[start]

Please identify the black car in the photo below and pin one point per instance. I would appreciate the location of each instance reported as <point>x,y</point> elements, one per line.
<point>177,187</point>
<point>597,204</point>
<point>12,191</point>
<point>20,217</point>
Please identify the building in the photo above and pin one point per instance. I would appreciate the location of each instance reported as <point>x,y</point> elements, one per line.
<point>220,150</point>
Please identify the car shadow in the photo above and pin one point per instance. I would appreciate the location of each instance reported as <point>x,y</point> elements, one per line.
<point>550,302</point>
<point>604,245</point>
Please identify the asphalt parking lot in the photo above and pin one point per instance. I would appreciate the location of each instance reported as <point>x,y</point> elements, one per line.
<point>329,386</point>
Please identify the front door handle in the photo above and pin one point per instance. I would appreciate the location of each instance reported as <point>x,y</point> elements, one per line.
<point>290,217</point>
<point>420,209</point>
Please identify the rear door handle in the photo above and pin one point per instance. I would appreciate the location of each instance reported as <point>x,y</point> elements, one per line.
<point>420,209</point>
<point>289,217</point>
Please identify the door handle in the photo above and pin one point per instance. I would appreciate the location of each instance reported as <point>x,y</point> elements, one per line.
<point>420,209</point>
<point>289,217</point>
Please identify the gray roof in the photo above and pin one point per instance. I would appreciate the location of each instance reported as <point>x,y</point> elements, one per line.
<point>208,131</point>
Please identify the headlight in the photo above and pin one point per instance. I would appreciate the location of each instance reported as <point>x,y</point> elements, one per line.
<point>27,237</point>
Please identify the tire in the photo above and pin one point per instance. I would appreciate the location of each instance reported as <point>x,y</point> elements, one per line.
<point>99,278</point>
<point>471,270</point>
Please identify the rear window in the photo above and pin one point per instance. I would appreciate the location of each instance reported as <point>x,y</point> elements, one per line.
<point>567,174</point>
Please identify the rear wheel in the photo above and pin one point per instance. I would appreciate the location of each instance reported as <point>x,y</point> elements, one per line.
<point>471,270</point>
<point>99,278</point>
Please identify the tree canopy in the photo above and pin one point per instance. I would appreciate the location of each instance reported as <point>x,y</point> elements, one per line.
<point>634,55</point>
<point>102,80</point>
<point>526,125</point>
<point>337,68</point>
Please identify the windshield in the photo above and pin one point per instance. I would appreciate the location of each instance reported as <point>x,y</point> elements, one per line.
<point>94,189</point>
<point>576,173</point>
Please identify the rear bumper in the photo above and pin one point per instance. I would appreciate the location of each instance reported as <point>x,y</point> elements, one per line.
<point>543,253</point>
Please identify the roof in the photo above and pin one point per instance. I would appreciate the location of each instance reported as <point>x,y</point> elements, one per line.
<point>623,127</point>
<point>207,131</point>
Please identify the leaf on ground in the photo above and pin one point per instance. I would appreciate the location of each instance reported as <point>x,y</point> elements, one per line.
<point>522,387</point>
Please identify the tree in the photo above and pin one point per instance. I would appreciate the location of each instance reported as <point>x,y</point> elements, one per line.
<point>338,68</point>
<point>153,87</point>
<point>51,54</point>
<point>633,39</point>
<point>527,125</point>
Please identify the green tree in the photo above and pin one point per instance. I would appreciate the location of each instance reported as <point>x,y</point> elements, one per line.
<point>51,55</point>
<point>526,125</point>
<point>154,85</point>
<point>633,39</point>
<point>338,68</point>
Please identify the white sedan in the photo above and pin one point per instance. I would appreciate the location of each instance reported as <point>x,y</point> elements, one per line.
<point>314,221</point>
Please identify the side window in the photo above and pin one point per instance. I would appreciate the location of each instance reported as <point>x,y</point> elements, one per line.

[end]

_WHAT IS EXPECTED_
Render the lines of the material above, from the line containing "Please identify the gray" through the line containing "<point>27,237</point>" inclusive, as a numbered list. Leave out any blank lines.

_EXERCISE RESPONSE_
1. Please identify the gray roof in the photo above and pin one point per instance. I would appreciate the location of each instance reported as <point>x,y</point> elements, one per line.
2. <point>208,131</point>
3. Please identify the headlight in the photo above and pin one point per instance. I would appreciate the location of each instance reported as <point>x,y</point> elements, one per line.
4. <point>27,237</point>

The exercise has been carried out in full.